> **Description of the task**: Recast the records below as a Markdown table with the columns Row and Line. Give each non-blank line its own numbered row, and leave the pictures out.
** start Input for this task **
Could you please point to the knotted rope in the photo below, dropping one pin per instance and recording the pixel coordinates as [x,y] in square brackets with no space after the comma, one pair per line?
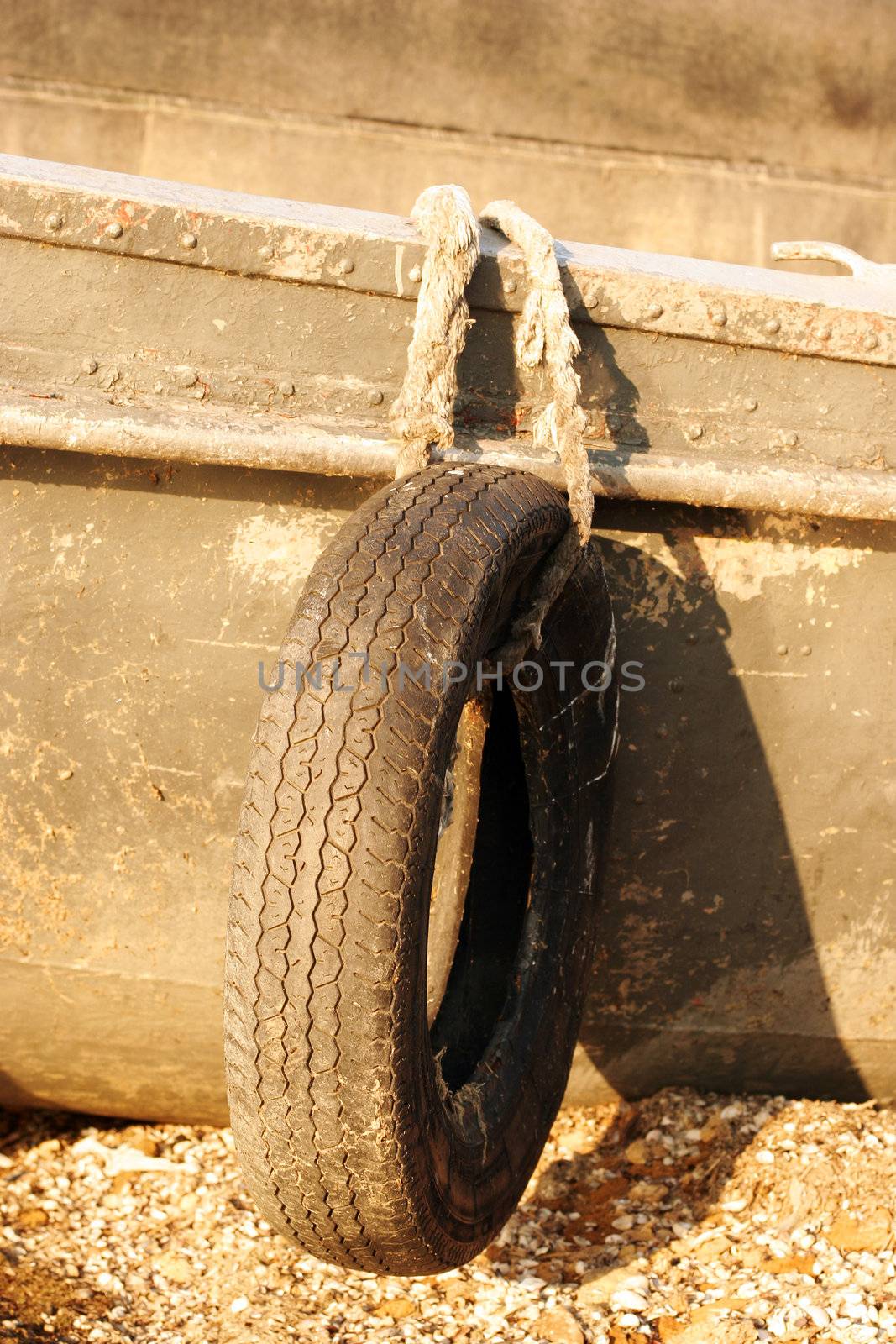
[544,339]
[422,413]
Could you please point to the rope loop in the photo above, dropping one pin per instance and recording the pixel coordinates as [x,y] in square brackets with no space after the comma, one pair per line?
[422,412]
[544,339]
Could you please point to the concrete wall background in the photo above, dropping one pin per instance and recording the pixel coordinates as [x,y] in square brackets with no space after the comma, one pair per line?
[707,128]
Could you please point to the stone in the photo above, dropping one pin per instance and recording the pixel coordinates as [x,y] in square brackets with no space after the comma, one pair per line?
[638,1152]
[600,1285]
[869,1233]
[626,1300]
[396,1308]
[558,1327]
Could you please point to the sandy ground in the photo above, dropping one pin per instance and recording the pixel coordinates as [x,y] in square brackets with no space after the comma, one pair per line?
[684,1218]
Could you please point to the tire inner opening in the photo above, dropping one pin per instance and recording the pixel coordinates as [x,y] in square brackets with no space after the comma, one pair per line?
[479,886]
** end Input for this task **
> **Exercise output**:
| Row | Line |
|---|---|
| 1 | Could you please point to the knotted rope in the photo below, dropping one pin per instance and recording the pixel coordinates as [x,y] in square brackets with no space after the comma, one pair per line? |
| 2 | [544,339] |
| 3 | [422,413] |
| 4 | Could you please point to the rope loop in the photo above, dropping one pin per instance and recording the pixel coordinates as [x,y] in square brackets with no space after the comma, one pair per line? |
| 5 | [422,412] |
| 6 | [544,339] |
| 7 | Could you please point to the concrete wall background in the photo above, dropping one pin per instance and recording the pixel coordinates as [x,y] in square brackets with no space after the comma, one pair per line? |
| 8 | [707,128] |
| 9 | Could you please point to the stone in the photo above, dropping one pin per instance and recording the pixel coordinates as [x,y] in square brackets with no space after the comma, one pair per line? |
| 10 | [638,1152] |
| 11 | [600,1285] |
| 12 | [869,1233] |
| 13 | [626,1300] |
| 14 | [396,1308] |
| 15 | [558,1327] |
| 16 | Could you please point to the sandy ground in the photo above, dropping one pin per instance and recording the pixel coordinates as [x,y] in square brackets with no space after the comma, one pair per line? |
| 17 | [684,1218] |
| 18 | Could you please point to the tire inner opening in the photo above, dropping one pin per instance and recording the pixel coordinates as [x,y] in square brackets with no space after the comma, one pair per line? |
| 19 | [479,886] |